++++ DATA TO USE ++++

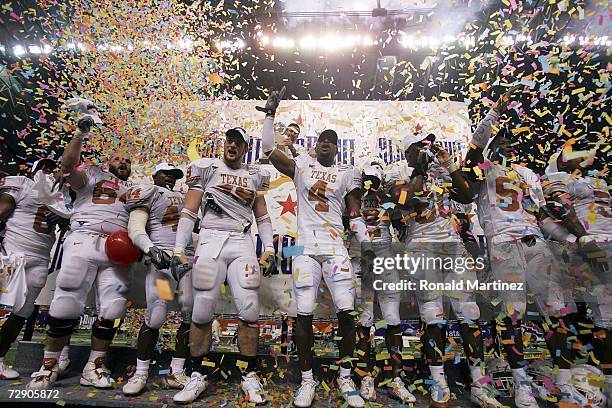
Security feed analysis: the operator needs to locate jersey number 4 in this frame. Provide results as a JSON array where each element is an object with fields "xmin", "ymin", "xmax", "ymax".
[{"xmin": 308, "ymin": 180, "xmax": 329, "ymax": 212}]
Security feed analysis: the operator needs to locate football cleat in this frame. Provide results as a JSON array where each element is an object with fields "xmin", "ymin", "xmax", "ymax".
[
  {"xmin": 173, "ymin": 371, "xmax": 208, "ymax": 404},
  {"xmin": 387, "ymin": 377, "xmax": 416, "ymax": 404},
  {"xmin": 123, "ymin": 373, "xmax": 149, "ymax": 395},
  {"xmin": 240, "ymin": 371, "xmax": 268, "ymax": 405},
  {"xmin": 338, "ymin": 377, "xmax": 365, "ymax": 408},
  {"xmin": 359, "ymin": 375, "xmax": 376, "ymax": 401},
  {"xmin": 0, "ymin": 359, "xmax": 19, "ymax": 380},
  {"xmin": 79, "ymin": 357, "xmax": 115, "ymax": 388},
  {"xmin": 293, "ymin": 380, "xmax": 319, "ymax": 408},
  {"xmin": 26, "ymin": 358, "xmax": 59, "ymax": 390}
]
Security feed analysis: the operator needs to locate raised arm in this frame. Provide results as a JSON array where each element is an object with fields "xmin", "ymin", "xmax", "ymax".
[
  {"xmin": 258, "ymin": 87, "xmax": 295, "ymax": 178},
  {"xmin": 62, "ymin": 118, "xmax": 93, "ymax": 190},
  {"xmin": 465, "ymin": 91, "xmax": 510, "ymax": 182},
  {"xmin": 0, "ymin": 193, "xmax": 15, "ymax": 221}
]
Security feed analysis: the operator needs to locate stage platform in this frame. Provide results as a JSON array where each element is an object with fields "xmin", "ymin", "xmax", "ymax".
[{"xmin": 0, "ymin": 342, "xmax": 554, "ymax": 407}]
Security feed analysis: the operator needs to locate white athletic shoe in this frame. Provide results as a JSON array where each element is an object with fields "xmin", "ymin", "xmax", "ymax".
[
  {"xmin": 387, "ymin": 377, "xmax": 416, "ymax": 404},
  {"xmin": 514, "ymin": 384, "xmax": 539, "ymax": 408},
  {"xmin": 470, "ymin": 382, "xmax": 503, "ymax": 408},
  {"xmin": 429, "ymin": 378, "xmax": 450, "ymax": 407},
  {"xmin": 0, "ymin": 359, "xmax": 19, "ymax": 380},
  {"xmin": 26, "ymin": 358, "xmax": 59, "ymax": 390},
  {"xmin": 161, "ymin": 370, "xmax": 189, "ymax": 390},
  {"xmin": 57, "ymin": 354, "xmax": 70, "ymax": 377},
  {"xmin": 123, "ymin": 373, "xmax": 149, "ymax": 395},
  {"xmin": 359, "ymin": 375, "xmax": 376, "ymax": 401},
  {"xmin": 293, "ymin": 380, "xmax": 319, "ymax": 408},
  {"xmin": 338, "ymin": 377, "xmax": 365, "ymax": 408},
  {"xmin": 557, "ymin": 384, "xmax": 591, "ymax": 407},
  {"xmin": 79, "ymin": 357, "xmax": 115, "ymax": 388},
  {"xmin": 172, "ymin": 371, "xmax": 208, "ymax": 404},
  {"xmin": 240, "ymin": 371, "xmax": 268, "ymax": 405}
]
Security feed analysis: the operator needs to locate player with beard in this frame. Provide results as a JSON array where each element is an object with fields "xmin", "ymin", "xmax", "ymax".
[
  {"xmin": 171, "ymin": 128, "xmax": 274, "ymax": 405},
  {"xmin": 542, "ymin": 145, "xmax": 612, "ymax": 407},
  {"xmin": 390, "ymin": 130, "xmax": 501, "ymax": 407},
  {"xmin": 28, "ymin": 116, "xmax": 131, "ymax": 389},
  {"xmin": 349, "ymin": 161, "xmax": 416, "ymax": 404},
  {"xmin": 260, "ymin": 88, "xmax": 373, "ymax": 407},
  {"xmin": 0, "ymin": 159, "xmax": 69, "ymax": 380},
  {"xmin": 465, "ymin": 91, "xmax": 575, "ymax": 408},
  {"xmin": 123, "ymin": 163, "xmax": 193, "ymax": 395}
]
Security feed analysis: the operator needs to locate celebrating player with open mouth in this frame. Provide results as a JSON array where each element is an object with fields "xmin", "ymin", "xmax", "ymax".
[
  {"xmin": 262, "ymin": 88, "xmax": 369, "ymax": 407},
  {"xmin": 390, "ymin": 130, "xmax": 501, "ymax": 407},
  {"xmin": 171, "ymin": 127, "xmax": 274, "ymax": 404},
  {"xmin": 465, "ymin": 91, "xmax": 576, "ymax": 408},
  {"xmin": 123, "ymin": 163, "xmax": 193, "ymax": 395},
  {"xmin": 0, "ymin": 159, "xmax": 69, "ymax": 380},
  {"xmin": 28, "ymin": 116, "xmax": 131, "ymax": 389}
]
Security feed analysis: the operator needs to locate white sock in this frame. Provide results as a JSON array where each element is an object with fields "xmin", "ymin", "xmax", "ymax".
[
  {"xmin": 429, "ymin": 365, "xmax": 446, "ymax": 384},
  {"xmin": 555, "ymin": 368, "xmax": 572, "ymax": 385},
  {"xmin": 170, "ymin": 357, "xmax": 185, "ymax": 374},
  {"xmin": 43, "ymin": 350, "xmax": 61, "ymax": 364},
  {"xmin": 136, "ymin": 358, "xmax": 151, "ymax": 375},
  {"xmin": 302, "ymin": 369, "xmax": 314, "ymax": 381},
  {"xmin": 469, "ymin": 365, "xmax": 484, "ymax": 382},
  {"xmin": 87, "ymin": 350, "xmax": 106, "ymax": 363},
  {"xmin": 512, "ymin": 367, "xmax": 528, "ymax": 386},
  {"xmin": 340, "ymin": 367, "xmax": 351, "ymax": 378}
]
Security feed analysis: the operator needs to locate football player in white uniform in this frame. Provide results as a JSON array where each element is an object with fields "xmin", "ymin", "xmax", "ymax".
[
  {"xmin": 123, "ymin": 163, "xmax": 193, "ymax": 395},
  {"xmin": 28, "ymin": 117, "xmax": 131, "ymax": 389},
  {"xmin": 399, "ymin": 131, "xmax": 501, "ymax": 407},
  {"xmin": 171, "ymin": 128, "xmax": 274, "ymax": 404},
  {"xmin": 0, "ymin": 159, "xmax": 69, "ymax": 380},
  {"xmin": 349, "ymin": 161, "xmax": 416, "ymax": 403},
  {"xmin": 260, "ymin": 88, "xmax": 372, "ymax": 407},
  {"xmin": 542, "ymin": 148, "xmax": 612, "ymax": 406},
  {"xmin": 465, "ymin": 93, "xmax": 575, "ymax": 408}
]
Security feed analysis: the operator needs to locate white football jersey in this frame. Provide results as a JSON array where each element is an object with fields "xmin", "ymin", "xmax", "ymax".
[
  {"xmin": 389, "ymin": 163, "xmax": 461, "ymax": 242},
  {"xmin": 361, "ymin": 192, "xmax": 391, "ymax": 242},
  {"xmin": 127, "ymin": 184, "xmax": 184, "ymax": 249},
  {"xmin": 293, "ymin": 154, "xmax": 361, "ymax": 255},
  {"xmin": 0, "ymin": 176, "xmax": 55, "ymax": 259},
  {"xmin": 476, "ymin": 161, "xmax": 546, "ymax": 243},
  {"xmin": 187, "ymin": 158, "xmax": 270, "ymax": 231},
  {"xmin": 70, "ymin": 166, "xmax": 132, "ymax": 234},
  {"xmin": 542, "ymin": 172, "xmax": 612, "ymax": 240}
]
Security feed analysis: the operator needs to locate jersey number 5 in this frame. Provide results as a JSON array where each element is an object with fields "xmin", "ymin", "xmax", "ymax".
[
  {"xmin": 308, "ymin": 180, "xmax": 329, "ymax": 212},
  {"xmin": 495, "ymin": 176, "xmax": 519, "ymax": 212},
  {"xmin": 161, "ymin": 205, "xmax": 181, "ymax": 232}
]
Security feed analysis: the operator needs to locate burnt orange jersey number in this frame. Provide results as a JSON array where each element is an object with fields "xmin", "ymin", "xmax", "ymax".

++++

PROBLEM TO SOLVE: Nothing but the lines from the one with "jersey number 5" through the end of the data above should be repeated, each exactly as it stands.

SOLUTION:
Security feed analysis: the operator needs to locate jersey number 5 in this frame. Provide results as a JSON array where each element is an object with fields "xmin", "ymin", "xmax", "ymax".
[
  {"xmin": 308, "ymin": 180, "xmax": 329, "ymax": 212},
  {"xmin": 495, "ymin": 176, "xmax": 519, "ymax": 212},
  {"xmin": 161, "ymin": 205, "xmax": 181, "ymax": 232}
]
Security feed analysis: the operator needs to locate burnt orange jersey number in this frame. Provide results as a JSON array where each element is an object with fields "xmin", "ymin", "xmax", "ymax".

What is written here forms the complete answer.